| WORK TO DO |
Pick out each line in the listing below that contains the word "zipper", and copy every such line in full.

| WORKING DATA |
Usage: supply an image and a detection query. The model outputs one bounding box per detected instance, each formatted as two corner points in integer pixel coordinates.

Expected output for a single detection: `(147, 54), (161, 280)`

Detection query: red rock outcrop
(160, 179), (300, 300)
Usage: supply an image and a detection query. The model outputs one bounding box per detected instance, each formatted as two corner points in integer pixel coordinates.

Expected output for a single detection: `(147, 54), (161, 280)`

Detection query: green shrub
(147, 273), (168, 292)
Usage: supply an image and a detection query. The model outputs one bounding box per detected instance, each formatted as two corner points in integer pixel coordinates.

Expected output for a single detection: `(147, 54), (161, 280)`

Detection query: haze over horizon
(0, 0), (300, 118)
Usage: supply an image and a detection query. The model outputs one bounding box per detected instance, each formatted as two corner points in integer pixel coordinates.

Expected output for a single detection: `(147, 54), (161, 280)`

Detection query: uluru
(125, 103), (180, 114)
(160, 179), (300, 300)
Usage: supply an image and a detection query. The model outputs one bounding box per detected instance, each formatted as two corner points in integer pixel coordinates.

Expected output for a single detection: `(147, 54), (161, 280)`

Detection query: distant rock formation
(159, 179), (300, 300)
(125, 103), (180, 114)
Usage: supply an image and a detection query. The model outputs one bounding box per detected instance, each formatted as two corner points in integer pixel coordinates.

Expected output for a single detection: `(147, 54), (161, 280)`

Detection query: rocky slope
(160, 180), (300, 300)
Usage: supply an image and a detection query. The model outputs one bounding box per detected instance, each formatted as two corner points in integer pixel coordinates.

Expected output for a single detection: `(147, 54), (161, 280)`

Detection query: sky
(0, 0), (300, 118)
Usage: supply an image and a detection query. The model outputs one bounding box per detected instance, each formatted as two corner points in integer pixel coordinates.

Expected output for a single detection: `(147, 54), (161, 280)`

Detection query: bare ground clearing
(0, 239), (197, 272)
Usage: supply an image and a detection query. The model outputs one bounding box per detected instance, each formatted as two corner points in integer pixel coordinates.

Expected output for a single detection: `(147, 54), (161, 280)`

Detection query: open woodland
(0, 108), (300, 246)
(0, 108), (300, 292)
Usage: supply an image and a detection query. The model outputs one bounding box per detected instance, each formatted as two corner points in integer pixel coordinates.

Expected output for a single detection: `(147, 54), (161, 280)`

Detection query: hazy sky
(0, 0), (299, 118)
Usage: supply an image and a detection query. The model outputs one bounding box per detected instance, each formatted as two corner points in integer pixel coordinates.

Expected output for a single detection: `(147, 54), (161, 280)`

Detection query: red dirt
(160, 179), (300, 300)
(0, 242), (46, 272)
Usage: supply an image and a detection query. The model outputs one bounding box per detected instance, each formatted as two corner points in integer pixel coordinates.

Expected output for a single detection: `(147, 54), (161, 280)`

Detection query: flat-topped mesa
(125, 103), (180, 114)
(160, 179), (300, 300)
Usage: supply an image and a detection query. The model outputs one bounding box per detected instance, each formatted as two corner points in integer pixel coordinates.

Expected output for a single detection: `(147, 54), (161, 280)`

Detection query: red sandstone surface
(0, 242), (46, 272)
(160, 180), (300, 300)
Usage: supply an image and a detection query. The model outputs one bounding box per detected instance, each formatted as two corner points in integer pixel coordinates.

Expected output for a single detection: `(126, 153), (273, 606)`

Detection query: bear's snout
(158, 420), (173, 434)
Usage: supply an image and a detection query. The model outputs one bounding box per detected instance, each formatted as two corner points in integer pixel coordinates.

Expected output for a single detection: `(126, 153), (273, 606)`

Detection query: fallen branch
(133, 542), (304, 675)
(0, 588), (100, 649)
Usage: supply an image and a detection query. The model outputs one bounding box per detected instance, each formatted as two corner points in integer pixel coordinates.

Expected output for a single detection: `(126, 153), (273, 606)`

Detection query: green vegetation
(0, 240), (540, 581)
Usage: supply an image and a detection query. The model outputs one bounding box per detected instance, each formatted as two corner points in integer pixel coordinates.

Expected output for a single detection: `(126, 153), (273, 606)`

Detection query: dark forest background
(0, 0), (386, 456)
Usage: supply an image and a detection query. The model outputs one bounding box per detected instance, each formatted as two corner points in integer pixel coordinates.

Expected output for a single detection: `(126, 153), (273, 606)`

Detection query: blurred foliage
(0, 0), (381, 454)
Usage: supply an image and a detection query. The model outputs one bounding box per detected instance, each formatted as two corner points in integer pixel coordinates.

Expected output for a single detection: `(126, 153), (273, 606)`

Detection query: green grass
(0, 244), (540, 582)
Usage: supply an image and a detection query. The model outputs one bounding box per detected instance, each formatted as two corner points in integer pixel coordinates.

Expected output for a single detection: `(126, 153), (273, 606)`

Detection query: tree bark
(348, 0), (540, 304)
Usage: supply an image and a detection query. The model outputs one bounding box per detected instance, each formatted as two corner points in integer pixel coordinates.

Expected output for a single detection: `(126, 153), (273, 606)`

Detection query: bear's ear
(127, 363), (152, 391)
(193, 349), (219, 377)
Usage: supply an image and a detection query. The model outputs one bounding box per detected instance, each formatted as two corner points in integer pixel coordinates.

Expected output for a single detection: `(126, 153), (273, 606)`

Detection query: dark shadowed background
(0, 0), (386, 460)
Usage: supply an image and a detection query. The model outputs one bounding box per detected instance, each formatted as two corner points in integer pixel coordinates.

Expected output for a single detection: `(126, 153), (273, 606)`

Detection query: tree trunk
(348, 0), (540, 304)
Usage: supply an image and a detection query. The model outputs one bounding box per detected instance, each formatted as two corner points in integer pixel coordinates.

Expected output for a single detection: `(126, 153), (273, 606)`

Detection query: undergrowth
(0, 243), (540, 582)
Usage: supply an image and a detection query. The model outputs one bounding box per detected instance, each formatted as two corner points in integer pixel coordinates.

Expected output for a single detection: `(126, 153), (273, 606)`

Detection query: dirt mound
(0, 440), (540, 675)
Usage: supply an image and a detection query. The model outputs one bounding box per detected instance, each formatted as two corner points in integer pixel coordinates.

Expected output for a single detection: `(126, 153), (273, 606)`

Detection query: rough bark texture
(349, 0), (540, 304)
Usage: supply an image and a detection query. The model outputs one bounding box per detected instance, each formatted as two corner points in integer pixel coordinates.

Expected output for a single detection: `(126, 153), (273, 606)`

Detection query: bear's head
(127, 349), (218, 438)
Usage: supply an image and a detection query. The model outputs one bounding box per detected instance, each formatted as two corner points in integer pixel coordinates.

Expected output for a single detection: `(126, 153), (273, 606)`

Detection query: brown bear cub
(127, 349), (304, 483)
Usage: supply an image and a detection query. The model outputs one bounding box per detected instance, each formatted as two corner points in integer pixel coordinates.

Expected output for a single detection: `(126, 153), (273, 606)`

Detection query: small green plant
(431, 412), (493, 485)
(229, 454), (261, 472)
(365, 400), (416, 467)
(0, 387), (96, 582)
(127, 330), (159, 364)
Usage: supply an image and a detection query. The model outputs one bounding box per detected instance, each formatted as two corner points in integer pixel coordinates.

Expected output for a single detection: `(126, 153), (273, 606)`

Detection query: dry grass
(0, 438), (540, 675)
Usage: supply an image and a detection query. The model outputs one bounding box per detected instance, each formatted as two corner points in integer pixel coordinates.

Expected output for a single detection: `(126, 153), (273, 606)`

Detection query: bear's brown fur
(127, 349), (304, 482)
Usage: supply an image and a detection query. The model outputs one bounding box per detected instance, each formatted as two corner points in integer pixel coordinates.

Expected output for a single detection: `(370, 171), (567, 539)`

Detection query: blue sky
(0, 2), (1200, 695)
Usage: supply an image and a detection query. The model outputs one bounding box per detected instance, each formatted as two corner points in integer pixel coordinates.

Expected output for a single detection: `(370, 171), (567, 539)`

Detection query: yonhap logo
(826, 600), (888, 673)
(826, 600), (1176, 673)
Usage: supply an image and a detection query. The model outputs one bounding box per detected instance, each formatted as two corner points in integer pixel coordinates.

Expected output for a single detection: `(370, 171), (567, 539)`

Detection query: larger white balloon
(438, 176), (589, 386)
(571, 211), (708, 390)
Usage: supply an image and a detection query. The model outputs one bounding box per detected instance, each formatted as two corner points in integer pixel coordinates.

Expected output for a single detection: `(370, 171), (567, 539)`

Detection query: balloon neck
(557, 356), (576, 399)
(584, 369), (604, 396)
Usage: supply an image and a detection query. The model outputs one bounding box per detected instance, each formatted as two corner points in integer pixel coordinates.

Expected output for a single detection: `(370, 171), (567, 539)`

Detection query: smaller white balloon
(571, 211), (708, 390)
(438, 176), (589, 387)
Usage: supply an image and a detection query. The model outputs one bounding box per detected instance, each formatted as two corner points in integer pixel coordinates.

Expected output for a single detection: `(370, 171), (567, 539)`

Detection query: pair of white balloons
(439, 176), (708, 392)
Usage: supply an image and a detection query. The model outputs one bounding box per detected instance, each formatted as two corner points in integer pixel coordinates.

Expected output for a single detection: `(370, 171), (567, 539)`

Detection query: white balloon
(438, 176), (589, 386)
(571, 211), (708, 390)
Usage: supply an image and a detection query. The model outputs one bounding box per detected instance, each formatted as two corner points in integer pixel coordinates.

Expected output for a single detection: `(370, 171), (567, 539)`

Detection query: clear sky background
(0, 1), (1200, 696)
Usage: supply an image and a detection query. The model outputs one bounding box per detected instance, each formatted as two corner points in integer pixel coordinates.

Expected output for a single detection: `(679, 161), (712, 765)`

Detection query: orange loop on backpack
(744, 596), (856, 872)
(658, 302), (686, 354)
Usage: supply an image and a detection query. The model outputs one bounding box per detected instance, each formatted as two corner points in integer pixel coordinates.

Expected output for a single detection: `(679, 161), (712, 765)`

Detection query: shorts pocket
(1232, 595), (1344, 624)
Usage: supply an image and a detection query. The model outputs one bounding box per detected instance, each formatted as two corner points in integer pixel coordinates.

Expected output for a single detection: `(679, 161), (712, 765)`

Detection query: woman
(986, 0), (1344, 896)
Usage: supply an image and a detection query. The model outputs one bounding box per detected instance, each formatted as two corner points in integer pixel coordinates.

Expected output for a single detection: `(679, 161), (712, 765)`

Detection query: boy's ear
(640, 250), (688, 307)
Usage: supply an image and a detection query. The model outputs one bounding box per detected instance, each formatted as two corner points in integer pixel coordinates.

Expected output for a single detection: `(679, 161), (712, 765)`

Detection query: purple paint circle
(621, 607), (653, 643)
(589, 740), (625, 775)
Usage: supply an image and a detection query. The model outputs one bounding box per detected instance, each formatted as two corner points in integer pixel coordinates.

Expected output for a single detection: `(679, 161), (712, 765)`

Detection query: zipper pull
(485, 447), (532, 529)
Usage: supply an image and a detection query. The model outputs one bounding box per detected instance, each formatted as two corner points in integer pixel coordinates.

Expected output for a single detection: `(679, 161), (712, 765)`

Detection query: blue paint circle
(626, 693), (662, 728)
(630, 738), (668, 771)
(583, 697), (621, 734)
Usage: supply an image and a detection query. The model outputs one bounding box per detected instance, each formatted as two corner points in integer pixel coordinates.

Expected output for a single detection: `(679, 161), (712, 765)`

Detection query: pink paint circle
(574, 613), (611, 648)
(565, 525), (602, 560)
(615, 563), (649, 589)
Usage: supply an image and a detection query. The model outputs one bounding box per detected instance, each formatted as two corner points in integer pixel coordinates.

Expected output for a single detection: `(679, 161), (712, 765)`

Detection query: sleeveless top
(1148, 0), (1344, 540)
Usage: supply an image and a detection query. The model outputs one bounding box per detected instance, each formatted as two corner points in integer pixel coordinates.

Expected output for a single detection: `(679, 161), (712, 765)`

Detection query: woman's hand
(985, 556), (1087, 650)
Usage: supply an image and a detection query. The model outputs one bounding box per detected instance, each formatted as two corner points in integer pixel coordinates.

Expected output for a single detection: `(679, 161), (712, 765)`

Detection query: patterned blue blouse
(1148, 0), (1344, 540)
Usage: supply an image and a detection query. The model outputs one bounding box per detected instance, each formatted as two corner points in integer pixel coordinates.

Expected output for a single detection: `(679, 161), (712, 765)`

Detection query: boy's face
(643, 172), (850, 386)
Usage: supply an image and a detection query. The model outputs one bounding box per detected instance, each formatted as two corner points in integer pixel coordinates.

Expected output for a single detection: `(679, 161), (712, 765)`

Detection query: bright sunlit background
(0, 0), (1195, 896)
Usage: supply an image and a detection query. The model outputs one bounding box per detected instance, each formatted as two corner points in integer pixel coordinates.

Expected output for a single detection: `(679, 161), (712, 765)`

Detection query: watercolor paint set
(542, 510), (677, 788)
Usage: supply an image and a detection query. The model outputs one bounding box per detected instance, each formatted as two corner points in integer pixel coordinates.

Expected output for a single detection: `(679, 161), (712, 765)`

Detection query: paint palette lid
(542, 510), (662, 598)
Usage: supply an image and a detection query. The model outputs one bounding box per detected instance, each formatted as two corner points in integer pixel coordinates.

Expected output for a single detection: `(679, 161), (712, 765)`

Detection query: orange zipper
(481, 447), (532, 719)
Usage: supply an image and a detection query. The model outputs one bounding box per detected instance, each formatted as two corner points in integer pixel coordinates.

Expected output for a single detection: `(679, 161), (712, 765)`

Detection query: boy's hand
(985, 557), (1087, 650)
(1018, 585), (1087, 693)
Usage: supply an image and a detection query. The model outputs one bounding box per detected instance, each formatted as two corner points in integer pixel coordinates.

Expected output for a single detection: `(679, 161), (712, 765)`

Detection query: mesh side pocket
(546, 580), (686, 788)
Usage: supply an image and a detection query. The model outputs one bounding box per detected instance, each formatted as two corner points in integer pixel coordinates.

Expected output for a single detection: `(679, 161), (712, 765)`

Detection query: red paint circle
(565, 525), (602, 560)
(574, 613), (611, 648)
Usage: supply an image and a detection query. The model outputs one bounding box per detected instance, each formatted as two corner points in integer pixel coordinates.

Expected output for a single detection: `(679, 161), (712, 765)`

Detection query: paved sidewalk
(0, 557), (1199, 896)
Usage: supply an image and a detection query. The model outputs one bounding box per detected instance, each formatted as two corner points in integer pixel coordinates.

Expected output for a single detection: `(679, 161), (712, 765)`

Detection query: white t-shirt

| EXERCISE SOLUTION |
Detection query: zipper pull
Detection query: orange zipper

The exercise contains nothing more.